*** Extract ***

2017 gave birth to wonderful comebacks, marvelous debuts and brilliant follow-ups, marking one of the strongest years (creatively that is) for pop music. Here are our picks for the top 15 albums this year.
- Melodrama – Lorde
An immaculate culmination of synths and sorrow, Lorde left only destruction in her wake upon her return to the music industry. An unprecedented triumph, Melodrama ranks among the greatest pop albums since music’s conception and proves that the artist behind it isn’t quite the one-trick pony some thought she was.
- Reputation – Taylor Swift
Whilst her contemporary, Lorde, took a more experimental approach on melodrama, Swift ventured further into the mainstream (with a sprinkle of her own experimentation), and produced the polished and perfected pop that glittered on every second of every track on reputation. A departure from the demure crafted synth-pop of 1989. Swift stretched the very boundaries of pop music, and did so to a great degree of success.
- Waves – Rachel Platten
A perfect example of an artist maturing into they’re sound. Platten’s Waves delivered on all the potential that its predecessor Wildfire promised. Combining a more vulnerable and sincere approach to the album’s lyrics and a slicker dance-pop production, Waves wipes away the façade and pushes Platten out from behind the clichéd power slogans that were one too many on Wildfire and shows her off for the force of nature that she truly is.
- Harry Styles – Harry Styles
A cohesive and risky debut rooted in soft and indie rock was not the solo project many expected when Styles began curating following the announcement of his band’s hiatus. However, it is what he created and he truly displayed every bit of talent he had. A record full of interesting tracks with different yet cohesive production makes for a wonderful debut.

*** End of Extract ***
*** Material supplied ***

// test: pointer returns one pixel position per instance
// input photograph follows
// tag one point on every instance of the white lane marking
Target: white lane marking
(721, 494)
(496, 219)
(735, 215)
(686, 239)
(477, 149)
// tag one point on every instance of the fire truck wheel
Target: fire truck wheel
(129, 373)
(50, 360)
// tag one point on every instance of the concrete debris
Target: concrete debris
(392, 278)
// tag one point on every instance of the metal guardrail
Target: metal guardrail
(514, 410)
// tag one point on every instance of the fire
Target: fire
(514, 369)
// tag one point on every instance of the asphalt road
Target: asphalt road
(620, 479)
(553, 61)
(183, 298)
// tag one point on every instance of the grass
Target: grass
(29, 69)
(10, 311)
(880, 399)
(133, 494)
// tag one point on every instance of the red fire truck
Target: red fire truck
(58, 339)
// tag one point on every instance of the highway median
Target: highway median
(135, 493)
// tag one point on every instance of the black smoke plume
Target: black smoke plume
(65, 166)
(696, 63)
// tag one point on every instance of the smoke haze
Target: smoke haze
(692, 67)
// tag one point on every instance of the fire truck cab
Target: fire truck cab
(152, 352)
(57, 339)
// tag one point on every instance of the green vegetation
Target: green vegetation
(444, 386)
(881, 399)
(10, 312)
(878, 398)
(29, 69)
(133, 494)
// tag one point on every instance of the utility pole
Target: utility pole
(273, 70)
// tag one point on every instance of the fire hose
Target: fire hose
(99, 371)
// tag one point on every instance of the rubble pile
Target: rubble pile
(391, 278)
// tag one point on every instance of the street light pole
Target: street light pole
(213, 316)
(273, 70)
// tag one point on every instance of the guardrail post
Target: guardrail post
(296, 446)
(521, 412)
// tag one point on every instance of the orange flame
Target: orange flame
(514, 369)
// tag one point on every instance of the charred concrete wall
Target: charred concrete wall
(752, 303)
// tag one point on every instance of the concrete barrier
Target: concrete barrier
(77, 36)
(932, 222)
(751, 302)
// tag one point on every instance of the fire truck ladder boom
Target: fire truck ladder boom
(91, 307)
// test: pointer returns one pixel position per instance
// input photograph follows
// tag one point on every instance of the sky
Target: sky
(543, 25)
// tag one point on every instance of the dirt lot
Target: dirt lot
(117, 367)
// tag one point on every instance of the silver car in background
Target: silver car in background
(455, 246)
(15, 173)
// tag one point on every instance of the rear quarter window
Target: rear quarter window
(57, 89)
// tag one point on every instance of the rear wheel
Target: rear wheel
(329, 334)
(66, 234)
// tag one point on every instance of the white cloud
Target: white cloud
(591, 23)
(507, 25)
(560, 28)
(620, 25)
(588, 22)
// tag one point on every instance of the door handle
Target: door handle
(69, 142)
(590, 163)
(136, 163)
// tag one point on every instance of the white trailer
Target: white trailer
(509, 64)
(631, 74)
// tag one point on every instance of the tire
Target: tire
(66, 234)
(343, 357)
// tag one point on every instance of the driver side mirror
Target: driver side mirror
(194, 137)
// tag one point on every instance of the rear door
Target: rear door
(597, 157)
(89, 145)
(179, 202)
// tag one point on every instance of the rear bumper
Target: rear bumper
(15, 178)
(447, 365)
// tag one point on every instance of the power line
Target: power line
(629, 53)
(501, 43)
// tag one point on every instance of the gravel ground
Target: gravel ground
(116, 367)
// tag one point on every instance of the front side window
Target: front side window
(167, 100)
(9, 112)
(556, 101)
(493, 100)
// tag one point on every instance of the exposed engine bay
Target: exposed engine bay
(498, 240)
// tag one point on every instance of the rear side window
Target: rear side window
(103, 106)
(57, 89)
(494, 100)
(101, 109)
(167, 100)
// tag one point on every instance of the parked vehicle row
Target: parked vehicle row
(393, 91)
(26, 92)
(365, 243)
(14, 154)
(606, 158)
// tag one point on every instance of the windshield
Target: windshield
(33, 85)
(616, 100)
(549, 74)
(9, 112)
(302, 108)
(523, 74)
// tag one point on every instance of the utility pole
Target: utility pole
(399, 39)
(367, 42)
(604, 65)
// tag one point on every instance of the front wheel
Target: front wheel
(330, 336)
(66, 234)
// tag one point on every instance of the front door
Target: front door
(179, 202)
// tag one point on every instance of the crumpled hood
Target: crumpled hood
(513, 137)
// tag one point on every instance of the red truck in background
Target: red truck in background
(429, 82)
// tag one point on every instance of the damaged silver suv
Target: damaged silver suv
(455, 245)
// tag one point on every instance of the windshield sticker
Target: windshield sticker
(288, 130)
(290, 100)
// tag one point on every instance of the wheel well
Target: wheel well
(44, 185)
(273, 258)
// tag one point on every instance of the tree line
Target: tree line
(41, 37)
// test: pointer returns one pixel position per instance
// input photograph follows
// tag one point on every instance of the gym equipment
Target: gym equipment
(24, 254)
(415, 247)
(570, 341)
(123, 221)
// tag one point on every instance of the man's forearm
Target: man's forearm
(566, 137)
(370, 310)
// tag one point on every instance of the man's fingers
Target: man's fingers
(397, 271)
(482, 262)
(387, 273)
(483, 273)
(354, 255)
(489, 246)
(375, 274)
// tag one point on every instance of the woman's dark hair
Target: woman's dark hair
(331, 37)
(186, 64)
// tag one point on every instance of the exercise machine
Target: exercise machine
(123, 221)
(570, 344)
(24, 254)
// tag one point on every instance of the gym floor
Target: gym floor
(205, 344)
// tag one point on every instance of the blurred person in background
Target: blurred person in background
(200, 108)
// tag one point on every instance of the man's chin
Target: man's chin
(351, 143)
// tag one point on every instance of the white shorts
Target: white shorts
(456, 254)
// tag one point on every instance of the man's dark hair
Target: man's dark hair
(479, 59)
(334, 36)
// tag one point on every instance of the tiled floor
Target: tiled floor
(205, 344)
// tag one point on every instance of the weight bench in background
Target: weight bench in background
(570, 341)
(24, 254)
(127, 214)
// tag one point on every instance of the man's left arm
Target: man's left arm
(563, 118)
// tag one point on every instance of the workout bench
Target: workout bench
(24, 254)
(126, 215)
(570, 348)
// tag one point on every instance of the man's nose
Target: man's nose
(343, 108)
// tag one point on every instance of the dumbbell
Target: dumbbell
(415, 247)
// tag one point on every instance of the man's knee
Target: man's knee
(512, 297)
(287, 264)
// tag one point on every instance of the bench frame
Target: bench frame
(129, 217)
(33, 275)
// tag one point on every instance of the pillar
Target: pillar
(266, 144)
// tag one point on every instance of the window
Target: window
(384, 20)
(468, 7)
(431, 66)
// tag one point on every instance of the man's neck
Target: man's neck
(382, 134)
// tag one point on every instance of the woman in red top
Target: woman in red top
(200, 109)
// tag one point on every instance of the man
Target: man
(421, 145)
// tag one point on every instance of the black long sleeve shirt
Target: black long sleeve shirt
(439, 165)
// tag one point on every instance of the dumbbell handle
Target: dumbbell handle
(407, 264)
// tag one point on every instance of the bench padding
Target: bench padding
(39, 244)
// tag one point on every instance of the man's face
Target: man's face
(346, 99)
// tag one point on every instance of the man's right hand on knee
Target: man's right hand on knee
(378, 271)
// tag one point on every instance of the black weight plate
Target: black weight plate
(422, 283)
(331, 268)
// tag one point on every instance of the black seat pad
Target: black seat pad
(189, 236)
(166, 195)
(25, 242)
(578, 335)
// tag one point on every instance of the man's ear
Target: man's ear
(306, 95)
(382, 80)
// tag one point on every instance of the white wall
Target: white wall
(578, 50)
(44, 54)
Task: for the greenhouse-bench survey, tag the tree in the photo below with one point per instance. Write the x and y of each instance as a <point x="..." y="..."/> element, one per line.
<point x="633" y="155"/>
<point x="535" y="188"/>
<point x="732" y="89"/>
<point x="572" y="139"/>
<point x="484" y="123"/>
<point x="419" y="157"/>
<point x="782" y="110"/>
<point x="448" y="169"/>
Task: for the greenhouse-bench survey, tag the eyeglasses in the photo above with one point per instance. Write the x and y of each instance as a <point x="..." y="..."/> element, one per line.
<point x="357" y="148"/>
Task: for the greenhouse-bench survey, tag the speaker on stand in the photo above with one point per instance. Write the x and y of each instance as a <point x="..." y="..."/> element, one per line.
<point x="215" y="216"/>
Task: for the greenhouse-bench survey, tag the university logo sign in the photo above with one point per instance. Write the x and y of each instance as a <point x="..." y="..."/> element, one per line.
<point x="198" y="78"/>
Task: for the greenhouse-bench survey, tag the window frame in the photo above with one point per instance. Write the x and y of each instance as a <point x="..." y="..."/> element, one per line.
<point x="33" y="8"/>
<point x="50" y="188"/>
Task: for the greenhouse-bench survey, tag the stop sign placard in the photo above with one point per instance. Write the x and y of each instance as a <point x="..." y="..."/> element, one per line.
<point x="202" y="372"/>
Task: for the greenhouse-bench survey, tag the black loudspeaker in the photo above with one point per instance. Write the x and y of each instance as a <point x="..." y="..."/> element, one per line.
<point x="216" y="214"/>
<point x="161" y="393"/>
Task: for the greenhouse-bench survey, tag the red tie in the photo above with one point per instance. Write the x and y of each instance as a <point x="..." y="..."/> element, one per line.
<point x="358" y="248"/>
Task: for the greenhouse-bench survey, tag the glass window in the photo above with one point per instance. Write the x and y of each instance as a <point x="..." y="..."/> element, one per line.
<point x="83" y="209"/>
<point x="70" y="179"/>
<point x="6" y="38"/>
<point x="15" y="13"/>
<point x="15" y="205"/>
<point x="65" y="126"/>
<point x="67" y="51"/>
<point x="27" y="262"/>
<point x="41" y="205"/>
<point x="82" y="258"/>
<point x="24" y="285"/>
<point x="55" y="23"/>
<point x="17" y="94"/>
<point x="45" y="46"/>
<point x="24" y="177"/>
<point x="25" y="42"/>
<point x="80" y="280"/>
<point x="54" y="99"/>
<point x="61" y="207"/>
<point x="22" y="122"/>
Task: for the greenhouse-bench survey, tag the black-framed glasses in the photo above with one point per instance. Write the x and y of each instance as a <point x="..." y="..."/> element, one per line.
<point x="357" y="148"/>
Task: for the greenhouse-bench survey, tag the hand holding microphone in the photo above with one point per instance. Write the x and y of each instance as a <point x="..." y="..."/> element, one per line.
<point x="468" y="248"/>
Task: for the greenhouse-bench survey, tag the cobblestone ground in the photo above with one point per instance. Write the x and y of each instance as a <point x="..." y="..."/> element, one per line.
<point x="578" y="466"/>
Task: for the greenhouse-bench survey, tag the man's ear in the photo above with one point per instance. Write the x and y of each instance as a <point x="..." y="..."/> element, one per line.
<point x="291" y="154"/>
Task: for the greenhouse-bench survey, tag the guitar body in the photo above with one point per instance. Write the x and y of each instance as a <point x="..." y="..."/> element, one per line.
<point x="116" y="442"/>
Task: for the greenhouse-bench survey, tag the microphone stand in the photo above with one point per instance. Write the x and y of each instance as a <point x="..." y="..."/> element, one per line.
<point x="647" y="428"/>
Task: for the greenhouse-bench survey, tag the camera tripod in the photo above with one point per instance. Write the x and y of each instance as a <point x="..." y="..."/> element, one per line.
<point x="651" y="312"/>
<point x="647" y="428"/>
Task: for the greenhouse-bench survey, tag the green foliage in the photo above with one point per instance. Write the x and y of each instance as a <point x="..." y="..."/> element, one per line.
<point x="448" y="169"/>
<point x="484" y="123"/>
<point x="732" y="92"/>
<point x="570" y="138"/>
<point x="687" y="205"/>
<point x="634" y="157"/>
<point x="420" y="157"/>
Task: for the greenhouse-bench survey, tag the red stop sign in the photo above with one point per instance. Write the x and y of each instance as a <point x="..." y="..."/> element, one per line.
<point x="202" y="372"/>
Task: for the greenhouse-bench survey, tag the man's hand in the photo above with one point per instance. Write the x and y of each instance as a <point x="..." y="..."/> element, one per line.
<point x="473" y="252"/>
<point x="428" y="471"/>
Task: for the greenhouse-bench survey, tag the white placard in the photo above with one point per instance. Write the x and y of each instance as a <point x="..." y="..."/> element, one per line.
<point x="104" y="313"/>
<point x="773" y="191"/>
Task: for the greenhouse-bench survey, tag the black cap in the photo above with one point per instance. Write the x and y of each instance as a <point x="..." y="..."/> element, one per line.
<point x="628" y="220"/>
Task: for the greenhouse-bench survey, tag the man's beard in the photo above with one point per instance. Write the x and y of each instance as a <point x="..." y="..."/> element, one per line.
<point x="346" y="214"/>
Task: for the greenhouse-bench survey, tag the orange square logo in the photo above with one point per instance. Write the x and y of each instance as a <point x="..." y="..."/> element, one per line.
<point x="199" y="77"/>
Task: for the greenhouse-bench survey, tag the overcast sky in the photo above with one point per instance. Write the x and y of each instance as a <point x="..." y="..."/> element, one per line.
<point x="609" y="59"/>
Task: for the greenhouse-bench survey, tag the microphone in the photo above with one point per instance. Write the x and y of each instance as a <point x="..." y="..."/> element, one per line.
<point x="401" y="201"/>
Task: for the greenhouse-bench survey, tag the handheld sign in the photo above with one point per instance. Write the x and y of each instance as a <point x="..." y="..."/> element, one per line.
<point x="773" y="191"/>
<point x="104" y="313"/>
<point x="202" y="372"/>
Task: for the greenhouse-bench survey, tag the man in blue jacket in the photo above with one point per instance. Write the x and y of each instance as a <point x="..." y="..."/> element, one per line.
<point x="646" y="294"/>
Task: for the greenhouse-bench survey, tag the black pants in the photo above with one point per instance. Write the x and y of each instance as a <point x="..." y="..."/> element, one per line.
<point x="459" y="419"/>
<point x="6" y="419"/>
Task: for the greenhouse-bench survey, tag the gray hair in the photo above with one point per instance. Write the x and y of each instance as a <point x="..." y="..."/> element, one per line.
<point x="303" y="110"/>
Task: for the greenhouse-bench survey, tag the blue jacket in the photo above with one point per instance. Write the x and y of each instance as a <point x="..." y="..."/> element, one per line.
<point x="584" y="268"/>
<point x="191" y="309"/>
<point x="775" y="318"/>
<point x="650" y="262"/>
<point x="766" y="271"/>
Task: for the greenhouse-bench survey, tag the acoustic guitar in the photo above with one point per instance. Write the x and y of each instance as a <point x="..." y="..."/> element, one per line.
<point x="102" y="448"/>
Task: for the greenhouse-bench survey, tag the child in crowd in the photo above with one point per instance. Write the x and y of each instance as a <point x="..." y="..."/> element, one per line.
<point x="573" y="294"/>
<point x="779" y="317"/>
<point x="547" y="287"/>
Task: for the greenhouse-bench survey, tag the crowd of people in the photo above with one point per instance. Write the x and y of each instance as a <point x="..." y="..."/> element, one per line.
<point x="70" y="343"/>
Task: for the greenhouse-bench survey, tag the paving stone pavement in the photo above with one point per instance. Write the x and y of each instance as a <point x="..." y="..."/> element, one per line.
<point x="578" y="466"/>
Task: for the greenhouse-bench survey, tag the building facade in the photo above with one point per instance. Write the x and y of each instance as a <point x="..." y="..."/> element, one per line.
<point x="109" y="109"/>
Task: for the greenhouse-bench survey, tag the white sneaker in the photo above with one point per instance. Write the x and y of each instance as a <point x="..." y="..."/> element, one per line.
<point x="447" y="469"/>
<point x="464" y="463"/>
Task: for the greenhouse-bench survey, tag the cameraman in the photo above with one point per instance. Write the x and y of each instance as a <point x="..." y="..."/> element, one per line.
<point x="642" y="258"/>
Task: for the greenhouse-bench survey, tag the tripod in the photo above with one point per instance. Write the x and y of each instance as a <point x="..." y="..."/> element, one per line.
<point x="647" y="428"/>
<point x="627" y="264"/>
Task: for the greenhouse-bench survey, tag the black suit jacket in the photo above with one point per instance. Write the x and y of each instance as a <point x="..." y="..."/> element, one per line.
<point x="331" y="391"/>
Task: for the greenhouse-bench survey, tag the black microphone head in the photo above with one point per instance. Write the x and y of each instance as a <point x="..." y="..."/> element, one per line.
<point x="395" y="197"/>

*** End of Material supplied ***

## Apply what you read
a - In the 2017 pop album list, which earlier Rachel Platten album is named as the predecessor of Waves?
b - Extend the 2017 pop album list from its last line.
The rows were taken from a different source than the text.

## Outputs for the tasks
a - Wildfire.

b -
- Rainbow – Kesha
Both Lorde and Swift may have made strong comebacks in 2017, but it was the reinvention of Kesha that made for a truly pleasant surprise. Following a very public legal battle, the star returned to her comfort zone – the recording studio – and made a record that, while flawed, displayed her extensive capabilities to dabble in various genres and uncanny ability to write from unique perspectives.
- What Do You Think About The Car? – Declan McKenna
In a year of marvellous debuts, McKenna seized the opportunity to capture the views of his generation. Discussing a variety of subjects that plague millennials, McKenna put those issues to an indie rock soundtrack fabulously.
- Lust For Life – Lana Del Rey
As always, Del Rey produced an album full of vintage, wistful and melancholic gorgeousness. While the first half of the album has its let downs, the second half is home to some of Del Rey’s best work to date.
- Dua Lipa – Dua Lipa
A tour de force of pop magic that ranges from slower acoustic to tropical club anthems – such as the insatiable ‘New Rules’ – Dua Lipa affirmed that she is the next big power in pop music and she is here to stay.
- Ride – Loreen
Moving from her prior EDM driven releases to a more mid-tempo electro-alternative sound in a seamless fashion, Loreen’s Ride gave a darker and mature look at the star’s already unique sound and vocals, bring about one of the year’s best alternative releases.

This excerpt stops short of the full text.